§ ENTRIES PROVIDED
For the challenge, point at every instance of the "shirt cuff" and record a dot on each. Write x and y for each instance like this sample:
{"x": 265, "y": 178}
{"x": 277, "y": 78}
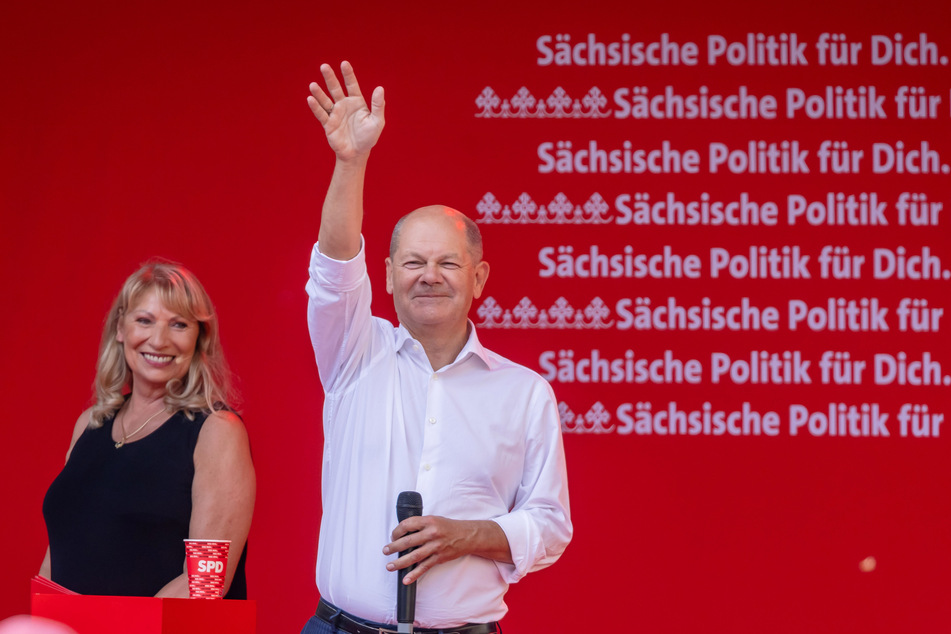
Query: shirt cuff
{"x": 337, "y": 274}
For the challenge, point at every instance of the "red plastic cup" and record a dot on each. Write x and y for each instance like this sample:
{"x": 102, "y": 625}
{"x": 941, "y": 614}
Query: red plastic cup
{"x": 207, "y": 562}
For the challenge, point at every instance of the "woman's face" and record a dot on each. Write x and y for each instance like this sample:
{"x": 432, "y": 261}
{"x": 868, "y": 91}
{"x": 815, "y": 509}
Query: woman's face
{"x": 159, "y": 343}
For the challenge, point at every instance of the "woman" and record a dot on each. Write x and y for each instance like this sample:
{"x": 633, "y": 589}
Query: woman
{"x": 160, "y": 457}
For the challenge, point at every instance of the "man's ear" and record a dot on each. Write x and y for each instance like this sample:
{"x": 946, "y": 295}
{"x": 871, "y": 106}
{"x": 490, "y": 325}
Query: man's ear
{"x": 482, "y": 274}
{"x": 389, "y": 275}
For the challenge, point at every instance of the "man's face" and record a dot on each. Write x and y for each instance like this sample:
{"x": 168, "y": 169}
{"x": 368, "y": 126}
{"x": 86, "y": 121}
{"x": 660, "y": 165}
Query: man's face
{"x": 432, "y": 275}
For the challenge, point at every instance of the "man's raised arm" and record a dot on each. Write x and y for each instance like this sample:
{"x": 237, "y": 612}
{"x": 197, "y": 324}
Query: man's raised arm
{"x": 352, "y": 130}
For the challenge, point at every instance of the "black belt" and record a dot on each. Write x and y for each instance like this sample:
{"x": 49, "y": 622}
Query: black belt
{"x": 354, "y": 625}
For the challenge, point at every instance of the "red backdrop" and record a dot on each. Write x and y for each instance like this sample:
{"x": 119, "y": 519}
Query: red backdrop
{"x": 181, "y": 130}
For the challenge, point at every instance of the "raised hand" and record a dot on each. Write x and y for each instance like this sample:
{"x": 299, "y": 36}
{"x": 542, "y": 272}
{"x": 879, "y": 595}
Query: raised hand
{"x": 352, "y": 128}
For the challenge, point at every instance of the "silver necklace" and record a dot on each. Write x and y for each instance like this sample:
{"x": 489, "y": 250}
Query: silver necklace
{"x": 125, "y": 436}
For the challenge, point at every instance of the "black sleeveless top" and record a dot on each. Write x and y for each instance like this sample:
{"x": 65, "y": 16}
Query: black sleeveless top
{"x": 116, "y": 518}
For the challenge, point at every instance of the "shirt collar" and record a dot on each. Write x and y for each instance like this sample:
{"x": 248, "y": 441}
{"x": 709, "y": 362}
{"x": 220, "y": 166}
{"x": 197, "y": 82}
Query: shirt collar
{"x": 473, "y": 346}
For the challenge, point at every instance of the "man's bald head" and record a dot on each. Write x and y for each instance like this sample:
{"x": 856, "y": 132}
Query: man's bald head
{"x": 441, "y": 213}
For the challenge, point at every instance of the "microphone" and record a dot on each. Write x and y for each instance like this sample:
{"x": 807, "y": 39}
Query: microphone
{"x": 408, "y": 504}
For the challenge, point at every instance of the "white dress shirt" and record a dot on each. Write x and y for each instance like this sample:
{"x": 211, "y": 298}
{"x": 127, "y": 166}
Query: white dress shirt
{"x": 478, "y": 439}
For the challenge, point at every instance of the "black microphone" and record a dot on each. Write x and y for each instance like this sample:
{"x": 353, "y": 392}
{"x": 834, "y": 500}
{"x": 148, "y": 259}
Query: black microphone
{"x": 408, "y": 504}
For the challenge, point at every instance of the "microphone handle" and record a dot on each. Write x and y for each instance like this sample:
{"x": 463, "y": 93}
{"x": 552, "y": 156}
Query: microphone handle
{"x": 406, "y": 609}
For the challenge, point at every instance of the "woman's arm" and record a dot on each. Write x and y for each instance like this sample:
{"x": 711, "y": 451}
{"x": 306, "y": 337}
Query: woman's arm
{"x": 222, "y": 493}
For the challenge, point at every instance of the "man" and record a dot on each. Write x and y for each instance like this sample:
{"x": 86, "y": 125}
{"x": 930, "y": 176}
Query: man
{"x": 420, "y": 407}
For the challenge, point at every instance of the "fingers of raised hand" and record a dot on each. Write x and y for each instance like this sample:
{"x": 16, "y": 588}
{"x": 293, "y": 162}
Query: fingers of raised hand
{"x": 350, "y": 79}
{"x": 320, "y": 104}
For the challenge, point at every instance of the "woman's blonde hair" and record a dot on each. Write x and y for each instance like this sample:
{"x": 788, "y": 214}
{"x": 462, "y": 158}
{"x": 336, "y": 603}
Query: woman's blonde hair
{"x": 207, "y": 384}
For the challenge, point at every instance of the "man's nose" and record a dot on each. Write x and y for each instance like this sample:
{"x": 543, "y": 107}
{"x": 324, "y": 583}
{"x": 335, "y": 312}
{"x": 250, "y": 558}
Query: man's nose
{"x": 432, "y": 274}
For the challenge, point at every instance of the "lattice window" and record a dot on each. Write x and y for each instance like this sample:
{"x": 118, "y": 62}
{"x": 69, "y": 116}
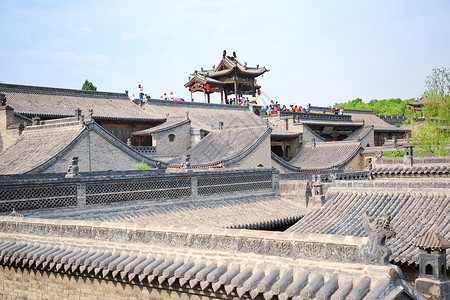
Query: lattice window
{"x": 237, "y": 187}
{"x": 137, "y": 191}
{"x": 208, "y": 181}
{"x": 38, "y": 198}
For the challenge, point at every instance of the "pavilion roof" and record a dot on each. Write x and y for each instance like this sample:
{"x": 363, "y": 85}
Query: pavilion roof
{"x": 51, "y": 103}
{"x": 227, "y": 65}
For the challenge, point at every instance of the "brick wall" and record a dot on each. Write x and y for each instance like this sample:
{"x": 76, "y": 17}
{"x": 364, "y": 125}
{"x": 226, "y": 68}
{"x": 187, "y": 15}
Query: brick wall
{"x": 20, "y": 283}
{"x": 95, "y": 154}
{"x": 261, "y": 155}
{"x": 180, "y": 144}
{"x": 8, "y": 136}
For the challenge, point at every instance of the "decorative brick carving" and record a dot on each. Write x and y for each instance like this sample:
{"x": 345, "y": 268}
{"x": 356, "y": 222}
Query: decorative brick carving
{"x": 376, "y": 251}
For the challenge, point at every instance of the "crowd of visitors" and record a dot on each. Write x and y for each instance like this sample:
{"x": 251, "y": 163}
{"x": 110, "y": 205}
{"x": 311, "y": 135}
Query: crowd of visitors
{"x": 274, "y": 108}
{"x": 337, "y": 111}
{"x": 142, "y": 96}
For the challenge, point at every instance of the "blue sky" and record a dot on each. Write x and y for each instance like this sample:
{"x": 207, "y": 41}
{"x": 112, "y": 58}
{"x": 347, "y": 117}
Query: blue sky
{"x": 318, "y": 52}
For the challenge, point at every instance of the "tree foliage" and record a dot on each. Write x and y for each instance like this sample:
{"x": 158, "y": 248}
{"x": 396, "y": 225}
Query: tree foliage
{"x": 388, "y": 107}
{"x": 88, "y": 86}
{"x": 432, "y": 136}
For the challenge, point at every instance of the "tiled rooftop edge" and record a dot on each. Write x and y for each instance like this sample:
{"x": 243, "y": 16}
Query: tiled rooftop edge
{"x": 160, "y": 102}
{"x": 291, "y": 245}
{"x": 432, "y": 183}
{"x": 60, "y": 91}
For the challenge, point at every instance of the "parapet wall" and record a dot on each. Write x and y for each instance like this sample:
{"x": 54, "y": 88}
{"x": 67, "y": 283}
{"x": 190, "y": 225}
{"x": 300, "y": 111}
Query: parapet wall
{"x": 37, "y": 192}
{"x": 281, "y": 244}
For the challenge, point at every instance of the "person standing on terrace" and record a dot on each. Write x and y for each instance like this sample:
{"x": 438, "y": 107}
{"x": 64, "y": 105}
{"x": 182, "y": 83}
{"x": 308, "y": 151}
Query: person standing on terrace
{"x": 141, "y": 92}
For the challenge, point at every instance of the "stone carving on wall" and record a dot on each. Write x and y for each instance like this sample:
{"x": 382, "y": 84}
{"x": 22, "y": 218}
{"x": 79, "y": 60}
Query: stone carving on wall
{"x": 73, "y": 169}
{"x": 376, "y": 251}
{"x": 3, "y": 99}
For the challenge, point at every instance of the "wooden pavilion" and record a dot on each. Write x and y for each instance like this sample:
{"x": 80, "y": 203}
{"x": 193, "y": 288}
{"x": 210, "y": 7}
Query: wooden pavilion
{"x": 230, "y": 77}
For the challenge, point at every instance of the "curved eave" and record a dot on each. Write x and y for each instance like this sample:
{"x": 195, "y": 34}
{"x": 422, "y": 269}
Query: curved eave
{"x": 284, "y": 135}
{"x": 150, "y": 131}
{"x": 59, "y": 116}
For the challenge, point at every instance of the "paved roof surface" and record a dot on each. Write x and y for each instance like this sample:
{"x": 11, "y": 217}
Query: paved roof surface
{"x": 248, "y": 212}
{"x": 205, "y": 116}
{"x": 56, "y": 103}
{"x": 432, "y": 240}
{"x": 416, "y": 207}
{"x": 414, "y": 170}
{"x": 325, "y": 155}
{"x": 169, "y": 124}
{"x": 360, "y": 133}
{"x": 371, "y": 119}
{"x": 221, "y": 146}
{"x": 180, "y": 263}
{"x": 38, "y": 144}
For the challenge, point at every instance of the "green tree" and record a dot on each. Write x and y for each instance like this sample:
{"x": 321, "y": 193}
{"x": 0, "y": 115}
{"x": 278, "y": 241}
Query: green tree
{"x": 432, "y": 136}
{"x": 88, "y": 86}
{"x": 389, "y": 107}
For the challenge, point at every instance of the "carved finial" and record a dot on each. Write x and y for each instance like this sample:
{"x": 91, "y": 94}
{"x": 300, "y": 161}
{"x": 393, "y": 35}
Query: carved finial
{"x": 3, "y": 99}
{"x": 73, "y": 169}
{"x": 376, "y": 251}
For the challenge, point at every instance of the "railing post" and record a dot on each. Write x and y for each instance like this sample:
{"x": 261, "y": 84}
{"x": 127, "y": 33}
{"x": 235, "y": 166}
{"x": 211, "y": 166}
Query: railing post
{"x": 81, "y": 194}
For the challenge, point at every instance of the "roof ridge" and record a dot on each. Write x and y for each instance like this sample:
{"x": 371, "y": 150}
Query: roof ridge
{"x": 59, "y": 91}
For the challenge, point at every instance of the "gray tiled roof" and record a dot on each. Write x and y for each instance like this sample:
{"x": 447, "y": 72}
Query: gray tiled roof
{"x": 169, "y": 124}
{"x": 371, "y": 119}
{"x": 208, "y": 261}
{"x": 325, "y": 155}
{"x": 204, "y": 116}
{"x": 359, "y": 133}
{"x": 37, "y": 145}
{"x": 432, "y": 240}
{"x": 224, "y": 146}
{"x": 414, "y": 170}
{"x": 415, "y": 209}
{"x": 251, "y": 212}
{"x": 56, "y": 103}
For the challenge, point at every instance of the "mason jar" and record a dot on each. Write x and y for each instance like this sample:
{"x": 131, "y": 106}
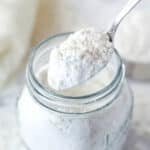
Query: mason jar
{"x": 93, "y": 116}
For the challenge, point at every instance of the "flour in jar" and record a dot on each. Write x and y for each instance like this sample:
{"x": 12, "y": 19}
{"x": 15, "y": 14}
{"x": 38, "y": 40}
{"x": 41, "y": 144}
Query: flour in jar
{"x": 78, "y": 58}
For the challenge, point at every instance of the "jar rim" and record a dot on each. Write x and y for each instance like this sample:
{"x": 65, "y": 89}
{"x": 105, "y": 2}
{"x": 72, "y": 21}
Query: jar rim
{"x": 50, "y": 93}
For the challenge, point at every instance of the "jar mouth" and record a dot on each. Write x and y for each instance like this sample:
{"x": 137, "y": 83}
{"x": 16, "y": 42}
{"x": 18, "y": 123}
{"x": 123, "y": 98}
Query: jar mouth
{"x": 48, "y": 94}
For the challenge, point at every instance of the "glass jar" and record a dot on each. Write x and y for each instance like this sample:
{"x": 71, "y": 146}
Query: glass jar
{"x": 96, "y": 120}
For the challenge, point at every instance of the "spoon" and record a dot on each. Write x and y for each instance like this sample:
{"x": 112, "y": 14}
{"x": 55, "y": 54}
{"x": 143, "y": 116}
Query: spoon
{"x": 76, "y": 70}
{"x": 124, "y": 12}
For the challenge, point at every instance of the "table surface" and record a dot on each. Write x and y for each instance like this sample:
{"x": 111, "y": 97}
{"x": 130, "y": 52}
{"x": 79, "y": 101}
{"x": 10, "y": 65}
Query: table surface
{"x": 138, "y": 138}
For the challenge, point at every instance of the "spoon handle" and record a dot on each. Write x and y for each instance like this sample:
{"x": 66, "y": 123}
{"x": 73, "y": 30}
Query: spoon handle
{"x": 124, "y": 12}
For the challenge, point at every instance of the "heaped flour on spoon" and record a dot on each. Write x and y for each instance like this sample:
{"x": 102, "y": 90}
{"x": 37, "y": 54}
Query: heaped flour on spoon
{"x": 78, "y": 58}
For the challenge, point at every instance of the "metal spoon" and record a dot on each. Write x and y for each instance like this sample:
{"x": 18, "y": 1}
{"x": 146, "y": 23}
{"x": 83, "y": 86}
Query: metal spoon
{"x": 124, "y": 12}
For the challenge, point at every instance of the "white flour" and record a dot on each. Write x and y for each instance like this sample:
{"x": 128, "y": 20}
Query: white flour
{"x": 78, "y": 58}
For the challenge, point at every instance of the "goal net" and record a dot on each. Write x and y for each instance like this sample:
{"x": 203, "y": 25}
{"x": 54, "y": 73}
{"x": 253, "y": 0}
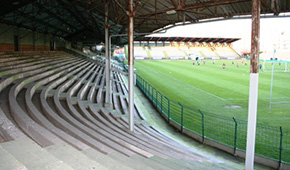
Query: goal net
{"x": 279, "y": 66}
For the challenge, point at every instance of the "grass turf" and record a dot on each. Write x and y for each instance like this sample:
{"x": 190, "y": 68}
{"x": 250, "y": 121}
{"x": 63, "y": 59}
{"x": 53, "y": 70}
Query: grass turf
{"x": 215, "y": 90}
{"x": 212, "y": 89}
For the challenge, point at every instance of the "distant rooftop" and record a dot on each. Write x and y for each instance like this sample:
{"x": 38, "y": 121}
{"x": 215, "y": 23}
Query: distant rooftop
{"x": 189, "y": 39}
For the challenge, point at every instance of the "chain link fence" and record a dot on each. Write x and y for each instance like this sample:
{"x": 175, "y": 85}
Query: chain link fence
{"x": 271, "y": 142}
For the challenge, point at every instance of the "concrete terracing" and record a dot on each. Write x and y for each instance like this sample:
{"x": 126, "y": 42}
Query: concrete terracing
{"x": 52, "y": 116}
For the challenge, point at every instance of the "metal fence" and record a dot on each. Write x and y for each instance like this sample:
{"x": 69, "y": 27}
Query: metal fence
{"x": 271, "y": 142}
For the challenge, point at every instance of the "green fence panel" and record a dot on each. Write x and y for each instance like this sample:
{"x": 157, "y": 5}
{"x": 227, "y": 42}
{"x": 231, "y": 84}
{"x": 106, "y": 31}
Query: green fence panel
{"x": 271, "y": 142}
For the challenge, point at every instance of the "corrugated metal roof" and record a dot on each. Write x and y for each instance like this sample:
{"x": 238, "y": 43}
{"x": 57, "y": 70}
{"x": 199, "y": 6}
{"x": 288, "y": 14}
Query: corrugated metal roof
{"x": 83, "y": 20}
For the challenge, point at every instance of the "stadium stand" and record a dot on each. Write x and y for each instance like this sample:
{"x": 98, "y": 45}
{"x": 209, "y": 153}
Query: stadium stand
{"x": 53, "y": 103}
{"x": 168, "y": 52}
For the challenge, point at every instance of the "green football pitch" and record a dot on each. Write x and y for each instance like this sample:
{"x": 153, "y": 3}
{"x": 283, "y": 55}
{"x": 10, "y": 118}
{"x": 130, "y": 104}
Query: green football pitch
{"x": 211, "y": 88}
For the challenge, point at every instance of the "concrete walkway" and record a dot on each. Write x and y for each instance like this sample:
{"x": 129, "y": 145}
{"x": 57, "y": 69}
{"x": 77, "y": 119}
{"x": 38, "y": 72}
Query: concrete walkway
{"x": 153, "y": 118}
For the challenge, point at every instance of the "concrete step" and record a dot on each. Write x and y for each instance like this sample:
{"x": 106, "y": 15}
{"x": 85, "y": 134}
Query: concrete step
{"x": 73, "y": 157}
{"x": 105, "y": 160}
{"x": 32, "y": 156}
{"x": 134, "y": 162}
{"x": 9, "y": 162}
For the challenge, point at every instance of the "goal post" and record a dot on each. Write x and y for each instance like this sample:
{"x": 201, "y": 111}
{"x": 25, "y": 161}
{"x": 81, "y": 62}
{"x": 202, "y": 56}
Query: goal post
{"x": 272, "y": 83}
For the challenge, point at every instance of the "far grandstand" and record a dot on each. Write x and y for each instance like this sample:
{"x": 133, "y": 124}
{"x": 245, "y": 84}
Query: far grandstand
{"x": 175, "y": 48}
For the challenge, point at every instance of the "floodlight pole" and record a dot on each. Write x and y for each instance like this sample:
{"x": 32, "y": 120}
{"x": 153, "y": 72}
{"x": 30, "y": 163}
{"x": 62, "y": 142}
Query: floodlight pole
{"x": 108, "y": 100}
{"x": 131, "y": 64}
{"x": 272, "y": 80}
{"x": 254, "y": 80}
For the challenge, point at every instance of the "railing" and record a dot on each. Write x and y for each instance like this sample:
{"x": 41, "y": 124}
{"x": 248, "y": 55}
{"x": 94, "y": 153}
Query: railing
{"x": 271, "y": 142}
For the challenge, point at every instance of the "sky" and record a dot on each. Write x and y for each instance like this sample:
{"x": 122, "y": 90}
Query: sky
{"x": 271, "y": 29}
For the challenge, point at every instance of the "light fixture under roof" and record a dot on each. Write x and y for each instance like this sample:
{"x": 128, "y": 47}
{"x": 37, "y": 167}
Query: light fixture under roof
{"x": 171, "y": 12}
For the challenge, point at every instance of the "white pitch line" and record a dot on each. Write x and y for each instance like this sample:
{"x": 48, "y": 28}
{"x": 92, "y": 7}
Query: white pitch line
{"x": 189, "y": 85}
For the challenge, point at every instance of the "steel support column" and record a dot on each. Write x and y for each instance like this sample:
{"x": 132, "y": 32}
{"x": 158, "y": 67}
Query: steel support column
{"x": 131, "y": 65}
{"x": 254, "y": 80}
{"x": 34, "y": 40}
{"x": 108, "y": 101}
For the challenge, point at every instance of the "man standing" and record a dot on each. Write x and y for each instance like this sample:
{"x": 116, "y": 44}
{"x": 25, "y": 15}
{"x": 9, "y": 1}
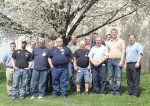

§ WHAT YOU SHOULD DO
Return every line of the records that contains the word "dress".

§ FULL SOLUTION
For the challenge, point at every instance of the "white dress shirt" and record a dot on each. Write x and y for each instance like this sample:
Query: white dress shirt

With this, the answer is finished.